[PAGE EXTRACT — start]

As the pandemic began to rage across our nation, it did so amidst a lonely and fearful populace. 61% of adults report they are lonely, a dramatic seven percentage-point increase from 2018. To make things worse, social media users, particularly in those in Generation-Z and Millennials report higher levels of loneliness than older generations. All in all, we are a nation of lonely people. We are also a nation that is scared. The annual Chapman University Fear index notes that Americans’ top fears are dominated by people we love dying, a loved one contracting COVID-19, people we love becoming seriously ill, civil unrest, a pandemic and biological warfare—all of these making the top 10. The number one fear of Americans? Corrupt government officials.

The great resignation is underway as well. Millions have left the workforce in recent months with no stated intention of returning. According to the Labor Department, four million people left their job in April 2021 alone. Why? They aren’t taking it anymore. Long gone are the days of staff commuting 90 minutes to a toxic work environment complete with a narcissistic boss. And the kicker? It will never be the same. Employees from all sectors are demanding transparency, development, trusting environments, compassion and care.

Welcome to the new normal.

In order to safely and effectively return to a more traditional work setting, public leaders must take a step beyond work schedules, spacing, plexiglass walls and mask requirements. We need to begin by assessing the mental health of our workforce. Our workers are lonely, and they are afraid. And just because we are now looking for ways to move back into the workplace, that does not mitigate the real fears and the challenges of loneliness. Leaders must take the human into consideration when planning for the new environment. To ensure success, consider the following steps:

Start with empathetic listening. Public servants care for others, and they deserve the same. People need to feel like they are heard and understood and everyone’s experience with the pandemic brings its unique pain. Simple acknowledgment and understanding on the part of bosses is not enough. Leaders need to show empathy through patient and active listening. Accommodate their needs and allow for a gradual return that meets the specific needs of each of our team members.

Trust matters for our citizens, it should for us as well. Now, more than ever, it is important to nurture trusting relationships that exist and build those that don’t. Our workforce has been exposed to a wide array of disparate views on politics, the coronavirus and most other topics for the last many years. Citizens need and deserve the comfort of trust and they look to the leadership of our organizations for guidance and consistency. Be that beacon.

[PAGE EXTRACT — finish]
[EXTRACTED MATERIAL — start]

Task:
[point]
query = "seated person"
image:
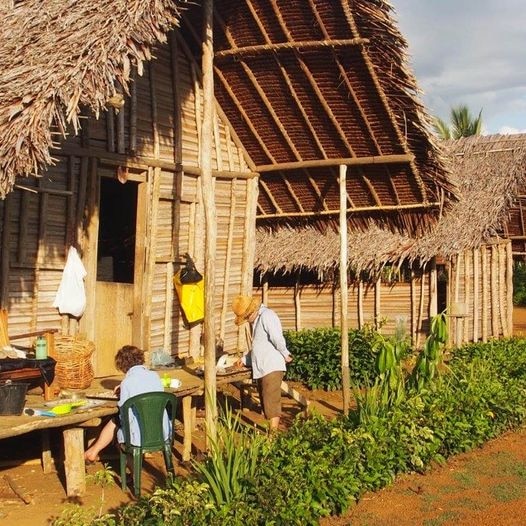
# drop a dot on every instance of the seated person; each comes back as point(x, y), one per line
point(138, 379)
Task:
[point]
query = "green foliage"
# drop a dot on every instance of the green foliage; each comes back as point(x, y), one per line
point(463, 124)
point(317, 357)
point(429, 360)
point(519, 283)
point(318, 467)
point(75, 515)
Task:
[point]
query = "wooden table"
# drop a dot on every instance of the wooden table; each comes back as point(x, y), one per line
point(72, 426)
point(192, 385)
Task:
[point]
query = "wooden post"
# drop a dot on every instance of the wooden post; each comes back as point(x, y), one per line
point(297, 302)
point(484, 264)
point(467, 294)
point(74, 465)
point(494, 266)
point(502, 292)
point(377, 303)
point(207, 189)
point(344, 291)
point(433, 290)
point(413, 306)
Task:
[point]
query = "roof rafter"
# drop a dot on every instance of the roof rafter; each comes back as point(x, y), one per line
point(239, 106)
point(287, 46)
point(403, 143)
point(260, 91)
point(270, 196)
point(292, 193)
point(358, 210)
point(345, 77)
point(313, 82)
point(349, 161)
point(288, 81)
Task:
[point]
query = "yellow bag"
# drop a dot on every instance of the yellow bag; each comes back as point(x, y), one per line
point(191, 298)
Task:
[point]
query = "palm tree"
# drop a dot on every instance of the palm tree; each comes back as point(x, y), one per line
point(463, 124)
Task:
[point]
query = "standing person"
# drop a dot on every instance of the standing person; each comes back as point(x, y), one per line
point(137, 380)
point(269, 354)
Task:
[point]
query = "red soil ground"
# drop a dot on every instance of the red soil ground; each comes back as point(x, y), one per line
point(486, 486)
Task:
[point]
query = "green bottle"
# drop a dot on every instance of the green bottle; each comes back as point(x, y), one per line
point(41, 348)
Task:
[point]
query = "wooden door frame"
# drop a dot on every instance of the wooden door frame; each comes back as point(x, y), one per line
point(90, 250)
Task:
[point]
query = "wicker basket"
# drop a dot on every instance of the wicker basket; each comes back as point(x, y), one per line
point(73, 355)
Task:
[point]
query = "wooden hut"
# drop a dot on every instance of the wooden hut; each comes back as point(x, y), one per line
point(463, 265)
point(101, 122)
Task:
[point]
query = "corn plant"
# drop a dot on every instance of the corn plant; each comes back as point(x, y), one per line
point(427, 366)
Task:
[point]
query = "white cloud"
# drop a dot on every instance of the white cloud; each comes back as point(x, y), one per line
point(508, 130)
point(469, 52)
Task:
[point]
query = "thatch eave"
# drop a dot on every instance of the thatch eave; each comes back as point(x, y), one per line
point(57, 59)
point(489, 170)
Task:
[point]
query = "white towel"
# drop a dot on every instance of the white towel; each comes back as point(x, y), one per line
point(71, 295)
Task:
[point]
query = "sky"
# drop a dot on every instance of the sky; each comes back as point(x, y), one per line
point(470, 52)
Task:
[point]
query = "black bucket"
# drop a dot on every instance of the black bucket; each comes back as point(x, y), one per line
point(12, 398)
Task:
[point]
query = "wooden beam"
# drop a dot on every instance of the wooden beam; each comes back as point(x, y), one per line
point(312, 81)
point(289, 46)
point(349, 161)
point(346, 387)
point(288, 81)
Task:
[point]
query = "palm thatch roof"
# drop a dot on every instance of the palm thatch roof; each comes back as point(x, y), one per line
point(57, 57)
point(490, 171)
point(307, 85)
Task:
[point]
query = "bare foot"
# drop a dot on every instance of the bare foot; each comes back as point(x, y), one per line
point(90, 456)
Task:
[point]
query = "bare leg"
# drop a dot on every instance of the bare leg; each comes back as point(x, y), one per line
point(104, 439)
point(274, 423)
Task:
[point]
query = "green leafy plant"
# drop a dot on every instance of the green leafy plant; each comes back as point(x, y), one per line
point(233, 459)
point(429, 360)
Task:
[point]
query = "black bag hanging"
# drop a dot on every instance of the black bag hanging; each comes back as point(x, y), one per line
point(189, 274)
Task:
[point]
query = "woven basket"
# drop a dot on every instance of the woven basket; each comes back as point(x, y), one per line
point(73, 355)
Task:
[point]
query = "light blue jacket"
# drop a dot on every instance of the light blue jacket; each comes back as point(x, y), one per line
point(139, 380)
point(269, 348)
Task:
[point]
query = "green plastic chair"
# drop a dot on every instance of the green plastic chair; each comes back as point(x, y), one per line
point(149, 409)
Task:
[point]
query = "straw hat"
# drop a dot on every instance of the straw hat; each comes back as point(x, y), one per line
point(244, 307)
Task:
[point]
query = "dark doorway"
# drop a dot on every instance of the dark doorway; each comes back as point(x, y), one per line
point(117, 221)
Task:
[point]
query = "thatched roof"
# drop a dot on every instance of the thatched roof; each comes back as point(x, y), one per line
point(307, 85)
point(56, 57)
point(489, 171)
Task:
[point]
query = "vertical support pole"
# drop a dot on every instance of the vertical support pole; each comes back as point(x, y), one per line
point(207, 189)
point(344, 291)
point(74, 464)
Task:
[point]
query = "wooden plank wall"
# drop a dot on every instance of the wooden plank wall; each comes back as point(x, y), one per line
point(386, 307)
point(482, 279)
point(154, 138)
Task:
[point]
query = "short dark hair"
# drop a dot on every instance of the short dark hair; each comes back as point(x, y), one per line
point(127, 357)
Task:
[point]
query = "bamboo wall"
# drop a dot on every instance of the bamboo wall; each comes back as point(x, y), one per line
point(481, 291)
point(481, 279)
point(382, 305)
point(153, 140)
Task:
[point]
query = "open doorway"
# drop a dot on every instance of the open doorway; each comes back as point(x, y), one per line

[EXTRACTED MATERIAL — finish]

- EXERCISE BRIEF
Please carry on the piece about public leaders and the post-pandemic workforce, starting after its last sentence. The data is not needed here.

- RESPONSE FOR THIS EXERCISE
Be cognizant of stress. Having people return to work will increase an anxiety level that is already off the charts. Over 75% of Americans report being stressed in the last month. When employees are under stress, productivity, work performance and engagement levels decrease. It is incumbent upon our leadership to provide outlets for stress relief and options for employees to seek assistance in dealing with this extraordinary anxiety.

Don’t be afraid to show love. Real relationships allow us to get in touch with the human beings that work for us, recognize their needs and concerns and become one with them. This requires love. Not romantic love, that puppy love. Rather, the love we feel for another human being who we respect and admire. Show your team the love you have for them, their safety and the safety of their families.

Laugh a little. Employees want and deserve joy. This is why it is so crucial that we tap into laughter and humor in the workplace. Even in the most difficult of times, a little humor will allow us to share similar experiences, lighten the mood and build bonds across the organization. Leaders who laugh are more approachable, are seen as more confident and are more respected.

By and large, most employees are excited to help create an innovative, more vibrant and more inclusive public service and they are better equipped to do so than ever before. Think about it; our public servants are by now skilled in the virtual aspect of their job and they had already mastered the in-person components prior to the pandemic. Our heroes have not missed a beat.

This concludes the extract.